» **Цитируемый отрывок**
○ ○ ○ ○ ○ ○ ○

<…>
После многократных проб и репетиций, не дававших мне никакой уверенности овладеть этой непосильной для меня задачей, после очередного прогона двух актов, я решила отказаться от роли. Предупредив об этом режиссера, я пошла к Товстоногову.
Георгий Александрович:
– У вас одной не получается или у всех?
– Про остальных не знаю. Я себя не нахожу в ней.
– А что не получается?
– Не знаю, как она говорит, как ходит, какой у нее голос, как звучит… И потом – это ребенок, подросток – и столько страданий!
– Хорошо. Я приду.
И вдруг Товстоногов велит прогнать последний акт (где главный монолог Нелли и ее обморок) не в репзале, а сразу на сцене. Текст я знаю, хотя ни разу не произносила его вслух, с партнерами. В зале, кроме Георгия Александровича, какие-то иностранцы. Я – как в ледяную воду вошла, не помню, что и как делала, – ни-че-го! Как в тумане. По окончании репетиции вижу в кулисе – Таисия Александровна, гример, в слезах. Интеллигентный человек, блокадница, чудом выжившая, потерявшая всех. <…>
Продолжаются репетиции, продолжаются мучения… Я опять к Товстоногову.
Георгий Александрович: “Почему у нас с вами так просто и легко было с Настей Ковшовой?”
Я: “Ведь это же Достоевский!”
Товстоногов: “А что вы делали, когда был прогон последнего акта?”
Я: “Не помню. Может быть, это было только один раз и больше не придет”.
Товстоногов: “Что это за мочаловские традиции! (Помолчав.) Моя душа не балалайка, чтоб каждый вечер на ней трынькать… Ну, что с вами делать?” (Улыбается.)
Как-то так, шуткой, снял с меня очередной приступ страха перед Достоевским».
Особенно ярко и пронзительно был решен финал спектакля, запечатленный рецензентом:
«Гаснет свет. Яркий луч прожектора прорезает темноту, и расстроенному воображению Ивана Петровича снова предстают раздирающие его сознание картины. Умирает под забором безответный старик Смит, уходит на поругание Наташа из дому, гнусавит свои ругательства Бубнова. Потрясенный Иван Петрович (О. Окулевич) выходит на просцениум, и оттуда звучит его голос, скорбный, негодующий и недоумевающий, почему же так подло устроена жизнь? Но, негодуя и скорбя, Иван Петрович словно обращается в настоящее и будущее словами Мити Карамазова: “Да почему это? Почему бедны люди?..” И хочет он всем сделать что-то такое, “чтобы не плакало больше дите… чтоб не было вовсе слез от сей минуты ни у кого, и чтобы сейчас же, сейчас же это сделать, не отлагая и несмотря ни на что…”»

○ ○ ○ ○ ○ ○ ○

» **Показанные данные**
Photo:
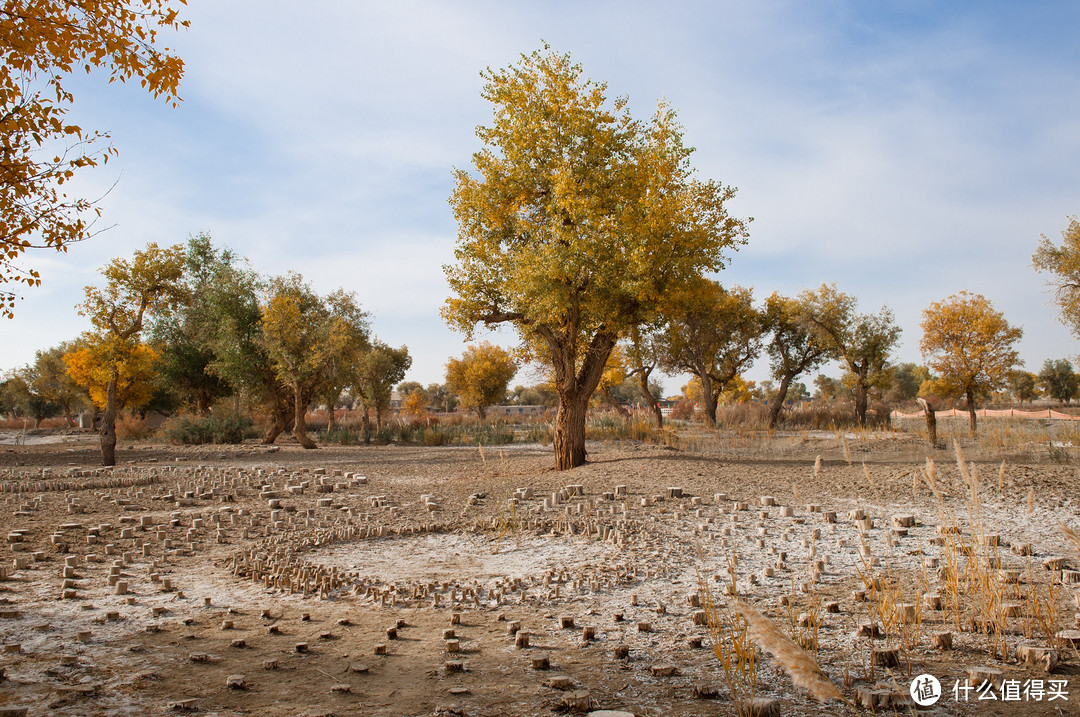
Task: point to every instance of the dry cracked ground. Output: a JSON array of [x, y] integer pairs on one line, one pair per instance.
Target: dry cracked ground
[[462, 581]]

○ ○ ○ ○ ○ ○ ○

Продолжите, пожалуйста, отрывок о постановке Достоевского у Товстоногова, начав сразу после его последнего предложения. Строки выше для работы не понадобятся.

» **Ответ к заданию**
Конечно, будь у Товстоногова возможность, он, говоривший, что в каждом человеке все братья Карамазовы собраны, несомненно, взялся бы ставить именно этот роман, но в те годы цензура ни за что не позволила бы такой постановки. Десятилетие спустя, когда Иван Александрович Пырьев будет экранизировать этот великий роман, Георгий Александрович с большим сочувствием отнесется к работе в этом фильме «своего» актера Кирилла Лаврова, игравшего роль Ивана Карамазова. Товстоногов в принципе не любил, когда «его» актеры «разменивались» на кино, отвлекаясь от главного, театра, но Достоевский, Карамазовы – это был совсем особый случай, и Лавров получил полную поддержку Георгия Александровича, несмотря на то что роль Ивана забирала у него много времени и сил.
А в 1956-м Товстоногову ничего не оставалось, как внести «нотку Карамазовых» в «Униженных и оскорбленных» – так, что заметить это могли лишь те, кто действительно знал творчество Достоевского. Публика приняла спектакль с большим воодушевлением, и он стал финальным звучным аккордом, лебединой песней Товстоногова на сцене Ленкома перед уходом в БДТ.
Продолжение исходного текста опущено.